### WHAT YOU NEED TO DO
(A) In the Linpack article, what rating did the Maui High Performance Computing Center's 256-processor Linux cluster achieve on Linpack?
(B) Pick up the Linpack article after its final sentence and continue writing it.

### SELECTED EXCERPT
** start **

Linpack itself is a collection of subroutines that solve linear equations. In the scientific community, it has long been discarded in favor of the Linear Algebra Package, or LaPack.Grading the tests
The focus on Linpak illustrates one of the problems of evaluating technology: Widely accepted performance measures'by which products or systems are rated'may not really apply to what you need. At the PC level, CPU clock speed has been the most common gauge of performance, but other factors'such as CPU architecture'could actually be more important. At the supercomputer level, benchmarks have been the common denominator, but some experts doubt their viability.
'We really don't care about Linpack that much,' said Walt Brooks, chief of NASA's Advanced Supercomputing Division. 'We'll measure it because everyone wants us to measure it, but we're much more interested in reliability, usability, productivity and what really happens with the system.' Columbia, for instance, will do such large jobs as hurricane forecasting, supernova simulation and next-generation aircraft designs.
Others in government echo his sentiment.
'[Linpack] is something you do, but it really does not tell you much,' said David Morton, technical director for the Maui High Performance Computing Center in Hawaii. The center recently powered up a 256-processor Linux cluster to use in simulating global combat operations, so it tested it with Linpack, achieving 600-GFLOPS rating without much tuning.
Muddying the problem somewhat is Linpack's use as the major metric for the Top 500. Twice a year a coalition of computer scientists compiles a list of the world's 500 fastest computers. The list relies on the organizations themselves to benchmark their systems using Linpack and submit the results. Critics have derided the list as responsible for creating an unnecessary global arms race of supercomputers, particularly between the United States and Japan. (Indeed, at press time, the Energy Department has just asserted that one of its own supercomputers is now the world's fastest. BlueGene/L has been upgraded to run at 70.72 TFLOPS.)
'The Top 500 activity has become a marketing yardstick by which you go out and beat your chest,' said Jeff Greenwald, SGI's senior director of server product management and marketing, adding that SGI has numerous systems on the list.
For system designers, benchmarks can provide a way to judge how many resources will be needed. But choosing the correct benchmarks is important, if they want to do more than place high on a performance list.
'Benchmarks should be as realistic as possible and represent the intended environment as closely as possible,' said Arlie Barber, senior engineer for the Army Information Systems Engineering Command's Technology Integration Center, at Fort Huachuca, Ariz.
Linpack in too many cases fails that test, though. As a benchmark, it can give an overall impression of a system's performance, but it can also be misleading, according to Christopher Jehn, vice president of government programs for Cray Inc. of Seattle.
'Linpack has consistency across different platforms, but it does not address how well your particular machine may do one task,' Jehn said.

** end **

Records:
** start **

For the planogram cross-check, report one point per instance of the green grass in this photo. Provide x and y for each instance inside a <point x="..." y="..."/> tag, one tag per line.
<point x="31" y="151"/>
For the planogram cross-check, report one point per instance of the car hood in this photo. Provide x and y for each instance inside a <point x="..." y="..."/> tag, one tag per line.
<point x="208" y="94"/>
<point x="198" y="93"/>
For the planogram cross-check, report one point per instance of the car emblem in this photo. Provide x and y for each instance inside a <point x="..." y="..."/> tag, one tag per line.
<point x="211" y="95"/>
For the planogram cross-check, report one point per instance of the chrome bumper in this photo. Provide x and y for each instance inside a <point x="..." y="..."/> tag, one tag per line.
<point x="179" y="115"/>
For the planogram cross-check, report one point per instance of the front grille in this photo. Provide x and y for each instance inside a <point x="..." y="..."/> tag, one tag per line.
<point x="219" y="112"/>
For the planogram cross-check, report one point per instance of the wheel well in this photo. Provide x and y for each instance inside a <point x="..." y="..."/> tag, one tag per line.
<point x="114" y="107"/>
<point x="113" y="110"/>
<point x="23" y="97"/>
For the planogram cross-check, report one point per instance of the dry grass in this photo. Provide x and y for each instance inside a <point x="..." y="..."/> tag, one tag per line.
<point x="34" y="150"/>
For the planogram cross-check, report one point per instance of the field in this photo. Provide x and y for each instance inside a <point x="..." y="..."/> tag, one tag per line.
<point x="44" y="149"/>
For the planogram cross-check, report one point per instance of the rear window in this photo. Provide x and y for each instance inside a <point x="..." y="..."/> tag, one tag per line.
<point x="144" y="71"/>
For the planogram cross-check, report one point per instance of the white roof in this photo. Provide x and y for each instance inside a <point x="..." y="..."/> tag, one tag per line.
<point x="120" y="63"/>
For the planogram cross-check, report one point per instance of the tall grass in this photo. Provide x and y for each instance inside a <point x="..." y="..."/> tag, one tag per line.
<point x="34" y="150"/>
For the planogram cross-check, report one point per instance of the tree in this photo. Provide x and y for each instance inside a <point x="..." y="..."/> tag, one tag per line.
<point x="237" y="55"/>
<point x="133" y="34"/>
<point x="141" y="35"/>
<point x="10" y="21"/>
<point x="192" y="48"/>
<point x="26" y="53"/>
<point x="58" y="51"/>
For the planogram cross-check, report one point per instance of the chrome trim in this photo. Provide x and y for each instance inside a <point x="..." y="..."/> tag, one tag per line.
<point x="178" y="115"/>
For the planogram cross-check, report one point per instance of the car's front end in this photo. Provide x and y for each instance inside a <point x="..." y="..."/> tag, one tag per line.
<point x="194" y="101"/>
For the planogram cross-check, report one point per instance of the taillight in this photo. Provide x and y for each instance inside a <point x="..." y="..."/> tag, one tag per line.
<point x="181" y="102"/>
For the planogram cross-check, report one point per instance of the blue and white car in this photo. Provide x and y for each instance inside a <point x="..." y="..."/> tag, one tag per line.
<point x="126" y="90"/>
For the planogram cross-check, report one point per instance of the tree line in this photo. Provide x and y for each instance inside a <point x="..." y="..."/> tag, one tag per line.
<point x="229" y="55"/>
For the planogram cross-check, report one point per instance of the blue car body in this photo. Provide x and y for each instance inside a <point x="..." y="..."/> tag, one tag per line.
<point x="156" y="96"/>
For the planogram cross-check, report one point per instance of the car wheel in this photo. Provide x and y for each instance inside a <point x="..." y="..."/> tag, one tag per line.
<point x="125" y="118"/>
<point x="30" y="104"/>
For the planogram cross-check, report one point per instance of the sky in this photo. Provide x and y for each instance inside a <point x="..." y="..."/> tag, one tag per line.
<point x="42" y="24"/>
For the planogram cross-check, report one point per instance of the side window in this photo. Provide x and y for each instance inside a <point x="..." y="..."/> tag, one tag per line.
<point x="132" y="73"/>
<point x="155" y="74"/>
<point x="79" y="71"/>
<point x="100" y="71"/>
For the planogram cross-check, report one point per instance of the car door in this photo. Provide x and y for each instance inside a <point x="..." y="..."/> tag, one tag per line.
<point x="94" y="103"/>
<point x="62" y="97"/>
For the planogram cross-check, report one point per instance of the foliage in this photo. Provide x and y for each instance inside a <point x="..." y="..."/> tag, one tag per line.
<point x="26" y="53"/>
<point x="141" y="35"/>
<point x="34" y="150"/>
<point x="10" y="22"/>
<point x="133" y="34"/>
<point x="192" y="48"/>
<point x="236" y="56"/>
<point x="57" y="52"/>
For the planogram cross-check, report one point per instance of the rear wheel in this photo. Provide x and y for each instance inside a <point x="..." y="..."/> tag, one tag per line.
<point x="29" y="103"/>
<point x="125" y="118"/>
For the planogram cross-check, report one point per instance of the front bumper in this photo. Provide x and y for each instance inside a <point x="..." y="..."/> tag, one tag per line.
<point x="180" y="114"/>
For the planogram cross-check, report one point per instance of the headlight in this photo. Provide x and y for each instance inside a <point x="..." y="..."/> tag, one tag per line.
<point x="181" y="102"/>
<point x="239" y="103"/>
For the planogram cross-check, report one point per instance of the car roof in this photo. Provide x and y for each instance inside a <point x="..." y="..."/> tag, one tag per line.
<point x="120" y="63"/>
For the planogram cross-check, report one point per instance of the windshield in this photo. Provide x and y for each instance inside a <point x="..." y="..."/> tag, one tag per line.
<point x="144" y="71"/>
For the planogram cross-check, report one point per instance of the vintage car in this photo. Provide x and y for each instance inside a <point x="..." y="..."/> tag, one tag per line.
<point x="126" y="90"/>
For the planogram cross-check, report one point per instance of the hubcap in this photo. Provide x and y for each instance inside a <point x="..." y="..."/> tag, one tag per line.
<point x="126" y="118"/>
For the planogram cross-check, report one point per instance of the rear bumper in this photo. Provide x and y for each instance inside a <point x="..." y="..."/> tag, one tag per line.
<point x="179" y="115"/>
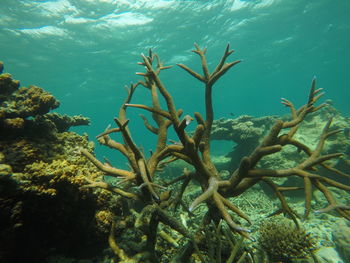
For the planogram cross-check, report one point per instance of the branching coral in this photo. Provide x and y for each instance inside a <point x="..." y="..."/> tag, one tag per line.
<point x="194" y="148"/>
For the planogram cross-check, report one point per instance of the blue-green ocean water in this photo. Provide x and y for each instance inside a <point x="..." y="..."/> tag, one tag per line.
<point x="85" y="51"/>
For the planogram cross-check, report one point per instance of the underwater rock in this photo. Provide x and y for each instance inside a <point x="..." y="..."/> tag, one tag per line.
<point x="247" y="132"/>
<point x="7" y="86"/>
<point x="24" y="111"/>
<point x="64" y="122"/>
<point x="44" y="207"/>
<point x="283" y="241"/>
<point x="341" y="238"/>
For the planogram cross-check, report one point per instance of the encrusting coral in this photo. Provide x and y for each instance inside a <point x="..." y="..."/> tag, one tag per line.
<point x="143" y="187"/>
<point x="24" y="111"/>
<point x="283" y="241"/>
<point x="44" y="208"/>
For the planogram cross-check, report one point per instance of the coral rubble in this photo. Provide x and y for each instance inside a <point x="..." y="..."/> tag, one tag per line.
<point x="157" y="204"/>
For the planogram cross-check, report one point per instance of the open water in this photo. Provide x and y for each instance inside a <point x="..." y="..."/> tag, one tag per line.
<point x="85" y="51"/>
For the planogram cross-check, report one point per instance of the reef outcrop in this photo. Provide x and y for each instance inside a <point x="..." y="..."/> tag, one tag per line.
<point x="159" y="206"/>
<point x="44" y="207"/>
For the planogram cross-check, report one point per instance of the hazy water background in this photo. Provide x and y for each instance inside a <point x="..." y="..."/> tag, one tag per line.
<point x="85" y="51"/>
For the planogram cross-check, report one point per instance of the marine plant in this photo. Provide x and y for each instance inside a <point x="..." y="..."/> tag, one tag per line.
<point x="152" y="200"/>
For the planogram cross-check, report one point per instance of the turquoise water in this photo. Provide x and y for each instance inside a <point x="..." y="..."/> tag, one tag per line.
<point x="85" y="51"/>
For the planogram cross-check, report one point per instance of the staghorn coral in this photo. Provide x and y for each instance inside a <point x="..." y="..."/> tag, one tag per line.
<point x="143" y="186"/>
<point x="283" y="241"/>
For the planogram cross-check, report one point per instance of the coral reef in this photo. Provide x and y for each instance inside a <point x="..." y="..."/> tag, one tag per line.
<point x="24" y="111"/>
<point x="341" y="238"/>
<point x="45" y="208"/>
<point x="283" y="241"/>
<point x="157" y="204"/>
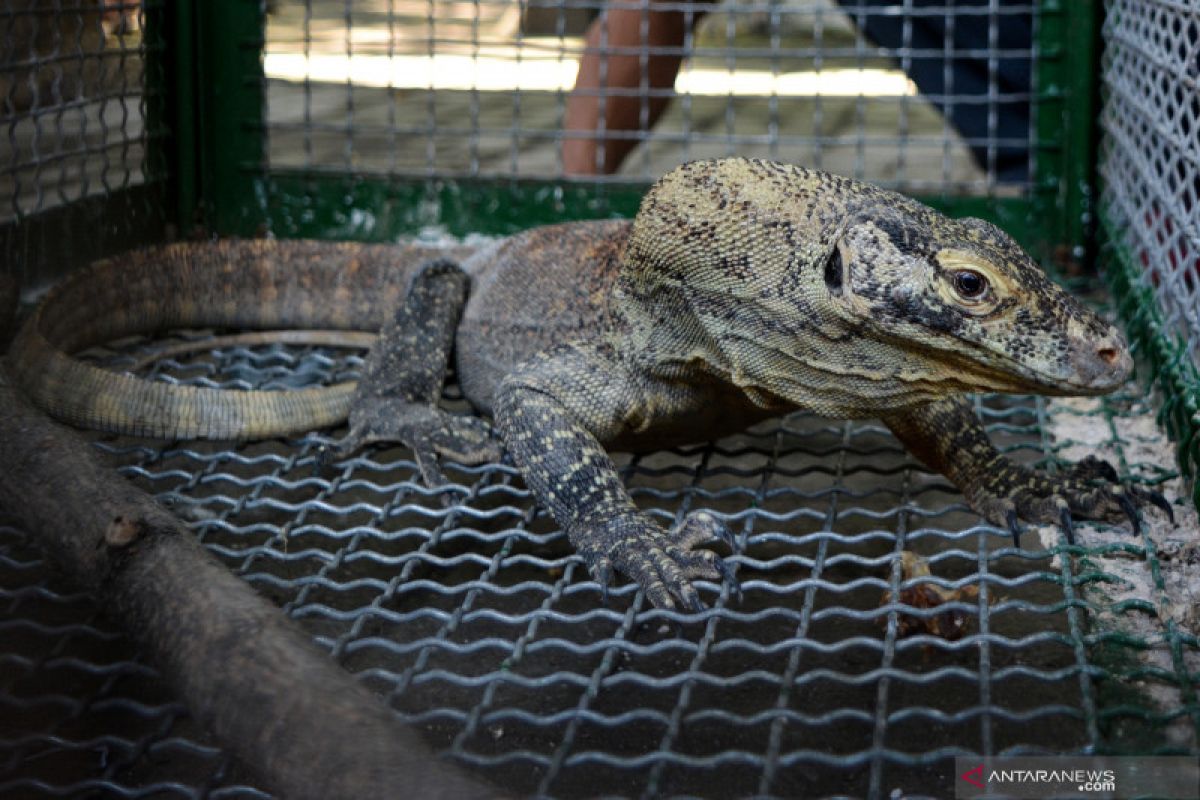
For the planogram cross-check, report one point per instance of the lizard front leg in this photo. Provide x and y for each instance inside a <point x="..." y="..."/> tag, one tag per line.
<point x="949" y="438"/>
<point x="396" y="400"/>
<point x="553" y="411"/>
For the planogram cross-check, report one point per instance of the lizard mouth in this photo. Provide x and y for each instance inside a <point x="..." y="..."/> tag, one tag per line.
<point x="1085" y="371"/>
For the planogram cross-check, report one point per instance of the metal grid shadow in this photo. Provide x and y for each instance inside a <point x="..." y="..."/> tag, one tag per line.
<point x="475" y="621"/>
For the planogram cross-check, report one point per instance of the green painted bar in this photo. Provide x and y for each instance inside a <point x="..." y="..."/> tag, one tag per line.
<point x="341" y="206"/>
<point x="229" y="42"/>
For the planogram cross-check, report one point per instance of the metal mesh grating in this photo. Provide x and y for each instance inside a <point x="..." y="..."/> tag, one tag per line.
<point x="478" y="624"/>
<point x="924" y="95"/>
<point x="1151" y="154"/>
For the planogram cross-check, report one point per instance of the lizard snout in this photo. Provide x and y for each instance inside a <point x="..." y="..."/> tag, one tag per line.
<point x="1103" y="365"/>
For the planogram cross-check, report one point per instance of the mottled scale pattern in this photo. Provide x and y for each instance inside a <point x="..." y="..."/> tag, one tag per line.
<point x="742" y="289"/>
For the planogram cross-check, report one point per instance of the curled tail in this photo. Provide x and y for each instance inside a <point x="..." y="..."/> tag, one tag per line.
<point x="257" y="284"/>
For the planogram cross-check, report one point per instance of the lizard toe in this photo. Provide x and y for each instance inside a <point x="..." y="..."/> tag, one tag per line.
<point x="700" y="527"/>
<point x="661" y="563"/>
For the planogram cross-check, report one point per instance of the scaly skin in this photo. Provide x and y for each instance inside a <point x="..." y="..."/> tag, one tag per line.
<point x="743" y="289"/>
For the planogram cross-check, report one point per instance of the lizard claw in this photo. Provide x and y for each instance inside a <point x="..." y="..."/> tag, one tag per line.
<point x="661" y="563"/>
<point x="1086" y="491"/>
<point x="729" y="577"/>
<point x="1014" y="527"/>
<point x="1131" y="511"/>
<point x="427" y="431"/>
<point x="1065" y="521"/>
<point x="601" y="572"/>
<point x="1156" y="499"/>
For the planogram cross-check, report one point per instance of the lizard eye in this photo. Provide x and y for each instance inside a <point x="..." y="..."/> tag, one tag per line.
<point x="834" y="270"/>
<point x="970" y="284"/>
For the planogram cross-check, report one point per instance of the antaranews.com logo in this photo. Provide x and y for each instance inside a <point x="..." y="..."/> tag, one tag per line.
<point x="1078" y="776"/>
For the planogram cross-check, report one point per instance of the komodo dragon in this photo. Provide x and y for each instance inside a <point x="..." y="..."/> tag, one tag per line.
<point x="743" y="289"/>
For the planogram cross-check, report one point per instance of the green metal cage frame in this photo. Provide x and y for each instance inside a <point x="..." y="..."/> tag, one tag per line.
<point x="220" y="109"/>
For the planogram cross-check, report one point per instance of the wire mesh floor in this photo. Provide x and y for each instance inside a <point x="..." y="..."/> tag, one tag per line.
<point x="478" y="624"/>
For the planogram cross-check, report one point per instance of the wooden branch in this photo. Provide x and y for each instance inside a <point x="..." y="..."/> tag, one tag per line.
<point x="244" y="669"/>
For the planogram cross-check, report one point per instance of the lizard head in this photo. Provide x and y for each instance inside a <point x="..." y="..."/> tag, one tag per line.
<point x="810" y="289"/>
<point x="969" y="294"/>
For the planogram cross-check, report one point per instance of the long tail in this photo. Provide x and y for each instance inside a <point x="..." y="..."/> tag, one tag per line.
<point x="256" y="284"/>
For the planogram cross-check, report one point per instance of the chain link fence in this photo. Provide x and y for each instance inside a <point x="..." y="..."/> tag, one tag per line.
<point x="882" y="630"/>
<point x="1151" y="158"/>
<point x="925" y="96"/>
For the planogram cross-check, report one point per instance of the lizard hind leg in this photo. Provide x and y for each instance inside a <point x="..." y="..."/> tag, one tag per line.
<point x="396" y="401"/>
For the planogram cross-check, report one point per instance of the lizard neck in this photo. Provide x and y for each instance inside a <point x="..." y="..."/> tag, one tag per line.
<point x="723" y="278"/>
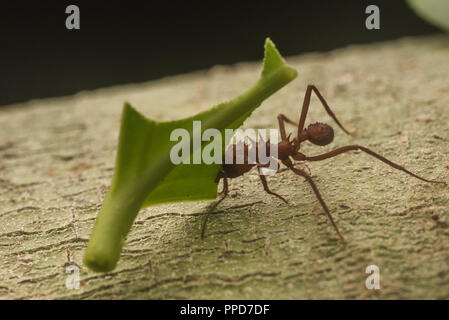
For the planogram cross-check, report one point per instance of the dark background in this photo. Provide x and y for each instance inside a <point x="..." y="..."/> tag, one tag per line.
<point x="129" y="41"/>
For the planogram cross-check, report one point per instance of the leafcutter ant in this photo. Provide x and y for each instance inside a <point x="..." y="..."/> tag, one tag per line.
<point x="288" y="149"/>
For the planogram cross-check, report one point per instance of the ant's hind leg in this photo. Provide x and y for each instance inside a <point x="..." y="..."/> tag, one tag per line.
<point x="267" y="190"/>
<point x="225" y="193"/>
<point x="341" y="150"/>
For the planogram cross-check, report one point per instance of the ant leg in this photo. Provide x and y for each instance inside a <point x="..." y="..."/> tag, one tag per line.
<point x="341" y="150"/>
<point x="302" y="173"/>
<point x="267" y="190"/>
<point x="281" y="119"/>
<point x="305" y="109"/>
<point x="225" y="194"/>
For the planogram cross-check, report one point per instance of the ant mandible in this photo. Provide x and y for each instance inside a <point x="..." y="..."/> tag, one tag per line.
<point x="317" y="133"/>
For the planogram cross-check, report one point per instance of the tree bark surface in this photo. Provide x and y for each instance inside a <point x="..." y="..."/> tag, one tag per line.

** end **

### FINAL RESULTS
(A) It achieved a 600-GFLOPS rating without much tuning.

(B)
Another example of a benchmark that has come under scrutiny is processor clock speed. For the past few years, the number of instruction cycles a microprocessor executes in a second has been considered a gauge of a computer's speed. A processor that executes 1 billion cycles per second, or 1 GHz, was generally considered to be faster than one that executed only 200 million, or 200 MHz.
When Advanced Micro Devices Inc. of Sunnyvale, Calif., introduced its Athlon series of chips and started to make inroads into the desktop computer microprocessor market, it called into question the validity of using clock speed as a metric. It claimed its processors could execute programs as quickly as processors of quicker clock speeds made by Intel Corp., thanks to a different processor architecture.
It is a plausible claim.
'Though clock speed does play a role in the performance of a processor it can be deceiving as to the overall performance of a system,' Barber said. 'The size of the instruction set as well as the ability to feed information to the processor are also important.'
One way to measure performance is to mimic real-world workloads, experts said.
'We find our customers are interested in real workload performance'what they will get out of the system. What they will do is create a set of benchmark codes that they believe are representative of their workflow. Then we are asked to either benchmark and furnish the results, or they benchmark themselves on in-house systems,' said Tony Celeste, SGI Federal's national director of defense business.
For performance evaluations of prototype systems, the Army TIC uses Remote Terminal Emulation, Barber said. RTE mimics user loads across a wide range of users on an application across a network. RTE emulates up to 10,000 users using an application, allowing the TIC to vary the amount of data input and other human factors to mimic real-life use.
'As I always say, 'What is the question you are trying to an- swer?'' Barber said. 'If we want to know how many users a given system can handle, the best way is to use the RTE and generate the intended workload'not run a piece of code that stresses the CPU or memory or disk.'
But how much use a system will get can be tricky to calculate.Powering up
'With supercomputing, it can be problematic to determine what your requirements are,' NASA's Brooks said. If you ask the program managers how much computing power they need, they can offer an unrealistically high number. 'So I go with what we've had to use when we tackle the toughest problems,' he said.
For instance, Brooks reviewed how much computing power NASA's Ames Research Center in Moffett Field, Calif., needed to model conditions surrounding the shuttle Columbia's fatal end. The system modeled how loose insulation foam had damaged the craft, calculations that involved simulating complex fluid dynamic flows around the shuttle. The team plotted how much computational power was used, and used those metrics to help determine how much power the supercomputer Columbia would need.
Another factor not usually considered is cost. The fastest equipment can be the most expensive. A program manager can ask if a unit that ranks lower on a benchmark, but is far cheaper, might do the job as well.
This has been a big selling point with commodity technology-based clusters. Linux-based clusters may not offer the performance or efficiency of a dedicated supercomputer. But in many cases the components are so much cheaper than traditional supercomputers that a program manager can just build a bigger, yet cheaper, cluster to do the same job, said Steve Salkeld, director of services for grid software provider Platform Computing Inc. of Basingstoke, U.K.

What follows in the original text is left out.